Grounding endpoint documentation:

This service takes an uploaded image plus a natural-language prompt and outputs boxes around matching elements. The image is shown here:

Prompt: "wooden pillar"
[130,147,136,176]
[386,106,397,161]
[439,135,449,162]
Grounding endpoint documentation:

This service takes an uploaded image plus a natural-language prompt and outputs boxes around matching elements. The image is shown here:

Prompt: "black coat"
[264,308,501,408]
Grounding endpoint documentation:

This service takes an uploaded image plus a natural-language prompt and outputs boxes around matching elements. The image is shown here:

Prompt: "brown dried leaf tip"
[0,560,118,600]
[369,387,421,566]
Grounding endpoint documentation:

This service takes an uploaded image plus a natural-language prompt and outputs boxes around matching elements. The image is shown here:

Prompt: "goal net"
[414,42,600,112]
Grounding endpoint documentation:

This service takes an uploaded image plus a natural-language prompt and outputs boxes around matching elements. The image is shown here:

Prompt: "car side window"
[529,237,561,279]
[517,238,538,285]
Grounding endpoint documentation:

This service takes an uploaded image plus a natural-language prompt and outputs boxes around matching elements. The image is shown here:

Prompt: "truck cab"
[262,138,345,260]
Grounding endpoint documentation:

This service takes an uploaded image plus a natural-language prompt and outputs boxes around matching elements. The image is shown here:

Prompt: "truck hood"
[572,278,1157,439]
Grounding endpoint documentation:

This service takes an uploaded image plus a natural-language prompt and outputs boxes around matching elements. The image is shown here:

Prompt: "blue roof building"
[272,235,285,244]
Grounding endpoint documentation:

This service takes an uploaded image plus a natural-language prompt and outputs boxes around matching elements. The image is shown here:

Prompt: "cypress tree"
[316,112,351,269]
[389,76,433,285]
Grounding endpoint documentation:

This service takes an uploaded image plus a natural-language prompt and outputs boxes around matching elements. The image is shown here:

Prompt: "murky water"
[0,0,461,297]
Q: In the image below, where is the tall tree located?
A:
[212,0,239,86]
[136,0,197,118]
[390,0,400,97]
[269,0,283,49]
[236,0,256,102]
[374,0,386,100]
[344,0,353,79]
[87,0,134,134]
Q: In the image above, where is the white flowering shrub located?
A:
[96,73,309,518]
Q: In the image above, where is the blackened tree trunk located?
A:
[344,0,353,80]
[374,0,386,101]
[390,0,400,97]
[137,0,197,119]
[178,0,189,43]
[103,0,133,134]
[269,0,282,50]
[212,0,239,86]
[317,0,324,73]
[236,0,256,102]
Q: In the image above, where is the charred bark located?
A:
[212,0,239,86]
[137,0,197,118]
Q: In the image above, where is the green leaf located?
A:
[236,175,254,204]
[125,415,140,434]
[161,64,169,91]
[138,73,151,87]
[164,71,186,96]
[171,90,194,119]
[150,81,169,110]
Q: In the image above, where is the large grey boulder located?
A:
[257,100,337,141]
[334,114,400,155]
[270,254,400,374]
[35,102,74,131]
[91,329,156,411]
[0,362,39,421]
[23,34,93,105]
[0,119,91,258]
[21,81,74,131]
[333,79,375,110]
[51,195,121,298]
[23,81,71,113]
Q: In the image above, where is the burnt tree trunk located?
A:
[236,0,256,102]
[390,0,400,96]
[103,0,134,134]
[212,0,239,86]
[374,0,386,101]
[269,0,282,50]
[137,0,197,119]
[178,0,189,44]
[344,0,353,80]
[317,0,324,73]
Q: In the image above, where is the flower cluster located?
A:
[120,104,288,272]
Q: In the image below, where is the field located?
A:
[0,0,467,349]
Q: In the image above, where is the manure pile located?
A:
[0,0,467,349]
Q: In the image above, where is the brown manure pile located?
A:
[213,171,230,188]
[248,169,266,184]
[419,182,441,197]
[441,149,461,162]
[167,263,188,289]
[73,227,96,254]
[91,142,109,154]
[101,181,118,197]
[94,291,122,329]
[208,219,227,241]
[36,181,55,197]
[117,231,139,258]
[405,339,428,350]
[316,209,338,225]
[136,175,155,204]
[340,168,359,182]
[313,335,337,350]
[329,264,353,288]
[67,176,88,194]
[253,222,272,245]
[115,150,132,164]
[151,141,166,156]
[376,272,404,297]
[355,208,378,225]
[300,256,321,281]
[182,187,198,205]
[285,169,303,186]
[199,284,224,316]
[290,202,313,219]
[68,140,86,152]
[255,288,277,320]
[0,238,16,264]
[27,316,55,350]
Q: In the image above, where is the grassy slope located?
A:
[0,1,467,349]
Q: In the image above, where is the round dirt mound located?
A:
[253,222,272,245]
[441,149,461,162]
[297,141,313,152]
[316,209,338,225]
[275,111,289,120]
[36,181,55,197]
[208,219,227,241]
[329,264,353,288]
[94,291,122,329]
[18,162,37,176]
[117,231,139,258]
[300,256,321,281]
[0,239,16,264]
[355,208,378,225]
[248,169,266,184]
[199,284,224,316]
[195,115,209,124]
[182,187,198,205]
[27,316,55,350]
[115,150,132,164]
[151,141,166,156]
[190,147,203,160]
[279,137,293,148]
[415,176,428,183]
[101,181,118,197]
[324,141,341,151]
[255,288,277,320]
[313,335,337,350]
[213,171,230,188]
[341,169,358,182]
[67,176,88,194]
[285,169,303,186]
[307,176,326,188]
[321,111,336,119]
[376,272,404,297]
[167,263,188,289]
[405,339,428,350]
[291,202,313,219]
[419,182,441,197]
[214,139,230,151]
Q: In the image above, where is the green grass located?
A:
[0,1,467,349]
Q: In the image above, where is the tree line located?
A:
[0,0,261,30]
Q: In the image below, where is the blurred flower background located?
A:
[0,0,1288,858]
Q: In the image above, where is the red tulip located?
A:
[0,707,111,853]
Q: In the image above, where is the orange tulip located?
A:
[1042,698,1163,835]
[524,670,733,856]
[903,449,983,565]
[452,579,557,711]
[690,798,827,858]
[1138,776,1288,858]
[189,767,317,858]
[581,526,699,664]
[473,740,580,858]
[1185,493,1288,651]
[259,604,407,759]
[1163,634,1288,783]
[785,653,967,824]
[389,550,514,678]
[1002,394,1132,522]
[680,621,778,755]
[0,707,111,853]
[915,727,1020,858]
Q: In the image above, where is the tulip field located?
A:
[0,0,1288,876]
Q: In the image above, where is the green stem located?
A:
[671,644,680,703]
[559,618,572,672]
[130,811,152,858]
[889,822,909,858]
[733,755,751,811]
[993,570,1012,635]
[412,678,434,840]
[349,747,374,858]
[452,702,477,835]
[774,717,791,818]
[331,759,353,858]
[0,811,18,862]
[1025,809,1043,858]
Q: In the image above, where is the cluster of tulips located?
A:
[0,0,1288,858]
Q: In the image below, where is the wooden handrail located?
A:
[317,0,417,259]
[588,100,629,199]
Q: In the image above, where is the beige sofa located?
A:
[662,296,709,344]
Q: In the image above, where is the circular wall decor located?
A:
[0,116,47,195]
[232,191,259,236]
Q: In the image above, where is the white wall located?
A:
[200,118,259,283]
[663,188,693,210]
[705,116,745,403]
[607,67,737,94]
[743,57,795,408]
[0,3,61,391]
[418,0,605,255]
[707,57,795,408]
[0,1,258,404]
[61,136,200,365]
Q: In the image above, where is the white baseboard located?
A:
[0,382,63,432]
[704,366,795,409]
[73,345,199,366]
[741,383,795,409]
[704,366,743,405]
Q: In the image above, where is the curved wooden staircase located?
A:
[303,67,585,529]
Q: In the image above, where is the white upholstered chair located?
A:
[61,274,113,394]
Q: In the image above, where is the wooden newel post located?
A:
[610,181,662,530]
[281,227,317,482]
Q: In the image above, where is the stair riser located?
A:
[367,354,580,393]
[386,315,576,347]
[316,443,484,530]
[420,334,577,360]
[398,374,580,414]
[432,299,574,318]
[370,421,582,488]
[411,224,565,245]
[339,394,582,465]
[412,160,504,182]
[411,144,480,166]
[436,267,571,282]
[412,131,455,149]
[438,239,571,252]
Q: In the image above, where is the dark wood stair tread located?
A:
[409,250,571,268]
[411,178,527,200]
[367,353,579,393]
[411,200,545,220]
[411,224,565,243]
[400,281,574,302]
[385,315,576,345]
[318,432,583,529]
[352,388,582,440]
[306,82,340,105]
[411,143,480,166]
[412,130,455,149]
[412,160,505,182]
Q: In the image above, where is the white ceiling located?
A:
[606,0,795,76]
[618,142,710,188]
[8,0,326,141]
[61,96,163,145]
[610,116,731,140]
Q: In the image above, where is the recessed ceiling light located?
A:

####################

Problem statement – Starting at the line containing "Q: In the image above, where is the wooden" and ending with the last line of the listing, turn those lines into a numbered list, skipping any blank lines.

Solved exercise –
1. Q: In the image above, where is the wooden newel post located?
2. A:
3. [610,181,662,530]
4. [281,227,317,482]
5. Q: In the image above, where is the stair riser located?
6. A:
7. [367,354,580,393]
8. [386,315,576,347]
9. [316,443,484,530]
10. [420,334,577,360]
11. [398,374,580,414]
12. [432,299,574,318]
13. [370,421,582,488]
14. [411,224,565,245]
15. [339,394,582,465]
16. [412,160,504,182]
17. [411,144,480,166]
18. [436,267,571,282]
19. [412,131,455,149]
20. [438,239,571,252]
21. Q: In the image above, where is the dark wood stair tread located?
22. A:
23. [409,250,571,268]
24. [411,178,527,200]
25. [367,353,579,393]
26. [411,200,545,220]
27. [411,224,565,243]
28. [400,281,574,302]
29. [385,315,576,345]
30. [318,432,583,529]
31. [352,388,582,440]
32. [306,82,340,105]
33. [411,143,480,166]
34. [412,130,455,149]
35. [412,160,505,182]
36. Q: In the image above, where is the white ceiling located?
37. A:
38. [606,0,795,76]
39. [618,142,710,188]
40. [8,0,326,141]
41. [61,96,163,145]
42. [610,116,731,140]
43. Q: In the image above, where is the recessed ceiling light located?
44. A:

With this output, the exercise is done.